PROMPT A
List every forum username that appears in the thread about drinking, including the ones attached to quoted posts.
PROMPT B
Rewrite the thread about drinking from "In the mean" up to and including "wintergreen fine cut.", putting "bourbon" in place of "scotch".

EXTRACT PROVIDED
────────────────────────────────────────

Its above my paygrade to determine if drink is a disease or not. I know men, men who I cherish and respect, who cannot handle drink and I know men who I don't cherish and respect who cannot handle drink..or handle life in general.

All I know is that for some reason, God has allowed me to handle drink and handle my life in accordance to his values. My wife and my sons are really the only people whose opinions matter to me. If a day comes that they ask me to stop drink, I shall.

But at this point that day has not come. 

I'll wear a lampshade on my head at a party to get a laugh and I'll share a drink to celebrate life, happiness and love. I hope the Lord, my Savior, if and when He tells me I need to stop, I will. But for now I'll toast our successess.

In the mean time, Salute!


----------



## Grinch (Jan 3, 2016)

Few things are more relaxing than an ice cold beer or room temperature scotch after a long hard day. My wife enjoys her wine and vodka with cranberry. My father surprisingly did not drink, his " bad habit " I picked up was dipping though. Two to three cans of Copenhagen snuff a day, at times maybe a can of long cut, he always liked Skoal wintergreen fine cut. 

Much to my wife's displeasure I eat and drink with my chew in. Most things don't taste right without Copenhagen especially beer anymore. I suppose it's one of those things you grow accustomed to.


----------



## Annie (Dec 5, 2015)

Mad Trapper said:


> When I was in College, I made a model compound, Leu-enkephalin MANY times...." an endogenous opioid peptide neurotransmitter with the amino acid sequence Tyr-Gly-Gly-Phe-Leu that is found naturally in the brains of many animals, including humans......."
> 
> Bla Bla Bla.............we disposed of it in organic waste. I wish I had some now.


You need to get back to your doctor. I hope you do. Or find a new one if need be. If the pain is that bad--and I believe you that it is--they need to help you somehow.


----------



## Annie (Dec 5, 2015)

Smitty901 said:


> I pass no real judgement on many that drink. I do not. Saw the damage it did to so many lives. Either directly or indirectly. I do not wish to escape my past nor drown it. I want a clear head to see what is coming. To many things in my life that do not mix well with drinking . The list starts with family and ends with riding motorcycles.


In a pinch there's always ice cream. ::clapping::::clapping::::clapping::


----------



## Chiefster23 (Feb 5, 2016)

────────────────────────────────────────

(Records from a dataset)
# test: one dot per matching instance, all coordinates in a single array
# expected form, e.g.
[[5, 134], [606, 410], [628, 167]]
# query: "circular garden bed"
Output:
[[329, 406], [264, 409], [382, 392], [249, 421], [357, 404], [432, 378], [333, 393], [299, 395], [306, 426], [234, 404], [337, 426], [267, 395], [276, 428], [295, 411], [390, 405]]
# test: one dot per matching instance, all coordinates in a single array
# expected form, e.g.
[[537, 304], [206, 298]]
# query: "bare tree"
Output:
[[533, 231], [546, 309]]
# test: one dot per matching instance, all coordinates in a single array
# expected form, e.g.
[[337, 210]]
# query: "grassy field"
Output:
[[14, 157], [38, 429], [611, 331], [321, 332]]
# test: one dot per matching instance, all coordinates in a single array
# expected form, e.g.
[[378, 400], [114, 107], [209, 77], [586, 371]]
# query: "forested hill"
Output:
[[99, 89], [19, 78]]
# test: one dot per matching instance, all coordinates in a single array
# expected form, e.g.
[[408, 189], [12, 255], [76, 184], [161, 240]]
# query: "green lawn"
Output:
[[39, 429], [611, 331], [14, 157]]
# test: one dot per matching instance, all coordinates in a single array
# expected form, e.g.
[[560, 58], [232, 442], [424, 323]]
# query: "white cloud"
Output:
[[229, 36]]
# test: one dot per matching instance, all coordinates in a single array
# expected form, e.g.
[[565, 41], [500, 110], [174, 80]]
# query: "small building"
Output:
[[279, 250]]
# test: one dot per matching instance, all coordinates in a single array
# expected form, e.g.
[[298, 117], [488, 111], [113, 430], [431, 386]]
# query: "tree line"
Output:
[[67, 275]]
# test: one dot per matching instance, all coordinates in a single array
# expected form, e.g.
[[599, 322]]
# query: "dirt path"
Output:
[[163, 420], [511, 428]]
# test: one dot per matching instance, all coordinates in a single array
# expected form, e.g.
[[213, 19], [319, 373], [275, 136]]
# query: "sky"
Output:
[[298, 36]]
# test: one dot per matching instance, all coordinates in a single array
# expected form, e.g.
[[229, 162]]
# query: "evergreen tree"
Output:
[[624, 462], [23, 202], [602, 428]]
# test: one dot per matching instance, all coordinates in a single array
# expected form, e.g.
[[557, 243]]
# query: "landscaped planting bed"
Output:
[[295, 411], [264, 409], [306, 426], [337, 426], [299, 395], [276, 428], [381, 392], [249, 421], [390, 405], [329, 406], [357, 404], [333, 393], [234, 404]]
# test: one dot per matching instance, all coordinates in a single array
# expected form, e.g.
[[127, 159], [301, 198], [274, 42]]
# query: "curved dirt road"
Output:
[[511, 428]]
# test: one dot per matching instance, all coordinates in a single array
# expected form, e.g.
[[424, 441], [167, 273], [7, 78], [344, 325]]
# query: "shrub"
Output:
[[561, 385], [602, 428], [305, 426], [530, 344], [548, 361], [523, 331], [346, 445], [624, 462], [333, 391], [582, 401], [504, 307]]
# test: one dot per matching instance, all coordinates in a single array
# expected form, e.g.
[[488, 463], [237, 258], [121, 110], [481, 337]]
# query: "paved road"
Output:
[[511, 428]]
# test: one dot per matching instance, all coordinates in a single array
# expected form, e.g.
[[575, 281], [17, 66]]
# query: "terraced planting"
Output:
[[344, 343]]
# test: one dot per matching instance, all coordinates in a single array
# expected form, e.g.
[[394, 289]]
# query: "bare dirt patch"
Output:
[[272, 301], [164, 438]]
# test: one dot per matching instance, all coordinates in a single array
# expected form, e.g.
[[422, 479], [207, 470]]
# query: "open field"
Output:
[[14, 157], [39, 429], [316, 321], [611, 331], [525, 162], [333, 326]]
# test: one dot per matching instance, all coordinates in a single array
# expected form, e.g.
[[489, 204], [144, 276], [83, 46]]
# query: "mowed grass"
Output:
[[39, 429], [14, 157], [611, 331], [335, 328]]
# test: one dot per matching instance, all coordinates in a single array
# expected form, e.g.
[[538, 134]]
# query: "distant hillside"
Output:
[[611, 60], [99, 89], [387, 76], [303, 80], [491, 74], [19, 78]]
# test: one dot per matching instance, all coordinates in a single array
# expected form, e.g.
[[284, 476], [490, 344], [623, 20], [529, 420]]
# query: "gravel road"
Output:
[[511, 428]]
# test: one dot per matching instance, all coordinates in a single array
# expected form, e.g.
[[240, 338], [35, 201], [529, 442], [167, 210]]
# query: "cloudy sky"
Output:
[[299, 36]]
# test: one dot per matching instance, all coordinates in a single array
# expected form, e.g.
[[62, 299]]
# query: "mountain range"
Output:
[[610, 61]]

────────────────────────────────────────

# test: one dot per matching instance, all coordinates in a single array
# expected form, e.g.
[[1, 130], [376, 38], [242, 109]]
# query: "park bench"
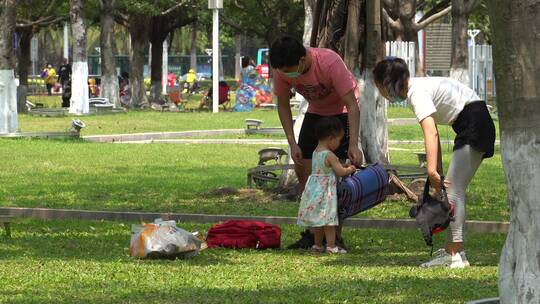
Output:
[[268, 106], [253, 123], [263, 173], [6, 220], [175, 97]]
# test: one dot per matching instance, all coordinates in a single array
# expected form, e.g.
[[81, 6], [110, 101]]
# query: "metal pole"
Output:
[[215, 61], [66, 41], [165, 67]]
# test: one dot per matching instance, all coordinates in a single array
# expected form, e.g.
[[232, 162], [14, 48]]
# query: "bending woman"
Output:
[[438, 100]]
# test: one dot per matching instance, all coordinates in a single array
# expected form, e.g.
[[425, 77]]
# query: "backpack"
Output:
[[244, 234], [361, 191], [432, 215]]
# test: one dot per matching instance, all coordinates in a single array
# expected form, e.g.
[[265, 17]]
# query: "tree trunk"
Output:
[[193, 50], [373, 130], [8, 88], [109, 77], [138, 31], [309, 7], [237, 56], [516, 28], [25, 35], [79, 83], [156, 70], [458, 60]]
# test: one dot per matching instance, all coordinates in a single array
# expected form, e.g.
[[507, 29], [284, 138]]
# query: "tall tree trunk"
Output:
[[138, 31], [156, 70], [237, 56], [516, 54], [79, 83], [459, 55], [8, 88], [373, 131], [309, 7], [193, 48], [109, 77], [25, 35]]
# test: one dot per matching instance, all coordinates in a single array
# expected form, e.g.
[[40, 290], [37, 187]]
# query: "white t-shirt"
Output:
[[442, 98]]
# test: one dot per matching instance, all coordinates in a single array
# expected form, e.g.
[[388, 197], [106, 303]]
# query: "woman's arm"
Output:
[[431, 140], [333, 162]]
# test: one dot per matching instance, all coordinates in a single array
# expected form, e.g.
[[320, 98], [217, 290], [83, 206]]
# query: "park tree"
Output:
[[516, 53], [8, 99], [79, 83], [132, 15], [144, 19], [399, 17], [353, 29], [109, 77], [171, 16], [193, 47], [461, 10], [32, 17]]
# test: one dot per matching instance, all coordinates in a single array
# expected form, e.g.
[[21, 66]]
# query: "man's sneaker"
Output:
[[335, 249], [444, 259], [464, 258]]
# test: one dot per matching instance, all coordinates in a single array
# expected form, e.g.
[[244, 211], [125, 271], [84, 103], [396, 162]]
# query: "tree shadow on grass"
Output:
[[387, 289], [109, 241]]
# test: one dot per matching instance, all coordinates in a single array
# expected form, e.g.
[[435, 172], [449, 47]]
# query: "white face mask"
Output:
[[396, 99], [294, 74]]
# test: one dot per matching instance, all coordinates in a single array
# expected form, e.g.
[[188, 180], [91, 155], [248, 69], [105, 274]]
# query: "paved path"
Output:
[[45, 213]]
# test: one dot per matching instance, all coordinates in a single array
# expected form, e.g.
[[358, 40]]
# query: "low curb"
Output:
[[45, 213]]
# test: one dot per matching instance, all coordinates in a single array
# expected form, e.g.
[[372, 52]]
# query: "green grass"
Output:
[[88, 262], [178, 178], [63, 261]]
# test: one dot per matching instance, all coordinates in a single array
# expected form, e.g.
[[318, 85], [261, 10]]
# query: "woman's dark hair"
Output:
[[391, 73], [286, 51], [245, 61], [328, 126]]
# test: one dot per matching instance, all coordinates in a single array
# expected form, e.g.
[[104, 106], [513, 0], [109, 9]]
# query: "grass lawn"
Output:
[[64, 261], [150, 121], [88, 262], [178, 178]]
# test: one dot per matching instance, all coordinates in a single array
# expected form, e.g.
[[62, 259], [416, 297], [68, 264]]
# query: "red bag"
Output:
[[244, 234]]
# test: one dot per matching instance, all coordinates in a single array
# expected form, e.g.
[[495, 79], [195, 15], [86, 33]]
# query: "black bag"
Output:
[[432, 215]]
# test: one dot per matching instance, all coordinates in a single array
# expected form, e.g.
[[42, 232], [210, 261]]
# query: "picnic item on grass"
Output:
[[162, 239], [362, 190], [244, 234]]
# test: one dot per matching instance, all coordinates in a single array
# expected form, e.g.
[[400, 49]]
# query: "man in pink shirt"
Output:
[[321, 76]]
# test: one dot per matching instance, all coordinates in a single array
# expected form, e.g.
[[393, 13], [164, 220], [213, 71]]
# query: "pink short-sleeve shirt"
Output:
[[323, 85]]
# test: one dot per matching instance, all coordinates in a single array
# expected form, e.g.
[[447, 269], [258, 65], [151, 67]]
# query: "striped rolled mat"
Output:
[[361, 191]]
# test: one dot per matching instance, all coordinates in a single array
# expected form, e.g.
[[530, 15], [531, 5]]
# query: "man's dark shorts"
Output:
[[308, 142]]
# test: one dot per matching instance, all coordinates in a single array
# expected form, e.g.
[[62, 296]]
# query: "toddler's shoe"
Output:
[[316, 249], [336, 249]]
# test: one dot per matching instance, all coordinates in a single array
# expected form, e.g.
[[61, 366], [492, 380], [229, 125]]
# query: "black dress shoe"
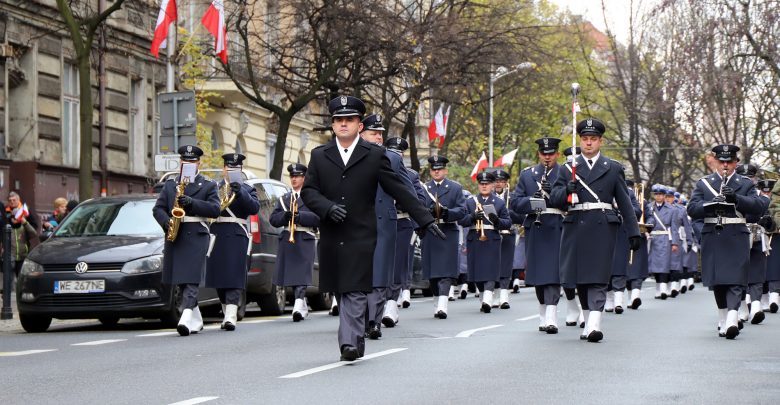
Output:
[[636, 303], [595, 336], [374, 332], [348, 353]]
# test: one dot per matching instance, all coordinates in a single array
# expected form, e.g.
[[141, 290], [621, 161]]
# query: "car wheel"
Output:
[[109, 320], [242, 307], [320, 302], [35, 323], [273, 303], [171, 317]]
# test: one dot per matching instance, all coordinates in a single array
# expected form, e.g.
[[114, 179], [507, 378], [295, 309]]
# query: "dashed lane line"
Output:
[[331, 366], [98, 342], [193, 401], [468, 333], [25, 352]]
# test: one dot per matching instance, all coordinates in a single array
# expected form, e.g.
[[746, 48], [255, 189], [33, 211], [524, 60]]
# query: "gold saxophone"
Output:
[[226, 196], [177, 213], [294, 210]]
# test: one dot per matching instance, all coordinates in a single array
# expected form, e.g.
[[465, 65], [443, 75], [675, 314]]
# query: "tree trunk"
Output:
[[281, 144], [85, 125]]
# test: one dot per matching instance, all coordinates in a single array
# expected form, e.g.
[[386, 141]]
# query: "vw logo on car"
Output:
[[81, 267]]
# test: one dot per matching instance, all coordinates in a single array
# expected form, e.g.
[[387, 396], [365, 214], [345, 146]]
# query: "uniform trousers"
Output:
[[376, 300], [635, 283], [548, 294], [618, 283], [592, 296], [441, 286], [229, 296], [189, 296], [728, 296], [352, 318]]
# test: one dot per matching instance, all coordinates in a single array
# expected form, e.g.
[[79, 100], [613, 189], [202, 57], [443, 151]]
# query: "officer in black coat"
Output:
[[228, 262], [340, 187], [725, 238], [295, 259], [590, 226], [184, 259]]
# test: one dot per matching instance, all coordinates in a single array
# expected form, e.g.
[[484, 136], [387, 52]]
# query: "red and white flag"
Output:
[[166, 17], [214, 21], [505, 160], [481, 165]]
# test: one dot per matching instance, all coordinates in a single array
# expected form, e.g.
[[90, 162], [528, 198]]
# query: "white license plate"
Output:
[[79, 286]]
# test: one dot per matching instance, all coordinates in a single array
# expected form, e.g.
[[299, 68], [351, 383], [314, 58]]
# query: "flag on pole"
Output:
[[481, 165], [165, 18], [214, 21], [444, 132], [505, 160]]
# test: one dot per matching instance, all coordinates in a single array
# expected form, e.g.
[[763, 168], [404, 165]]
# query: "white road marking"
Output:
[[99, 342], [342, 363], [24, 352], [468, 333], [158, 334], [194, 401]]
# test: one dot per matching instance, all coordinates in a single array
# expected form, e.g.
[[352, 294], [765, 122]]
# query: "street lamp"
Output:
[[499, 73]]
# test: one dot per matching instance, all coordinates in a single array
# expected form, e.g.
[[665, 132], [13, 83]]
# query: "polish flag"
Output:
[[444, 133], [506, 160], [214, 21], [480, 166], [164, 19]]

────────────────────────────────────────

ANSWER SPACE A
Grinch, Annie, Mad Trapper, Smitty901, Chiefster23

ANSWER SPACE B
In the mean time, Salute!


----------



## Grinch (Jan 3, 2016)

Few things are more relaxing than an ice cold beer or room temperature bourbon after a long hard day. My wife enjoys her wine and vodka with cranberry. My father surprisingly did not drink, his " bad habit " I picked up was dipping though. Two to three cans of Copenhagen snuff a day, at times maybe a can of long cut, he always liked Skoal wintergreen fine cut.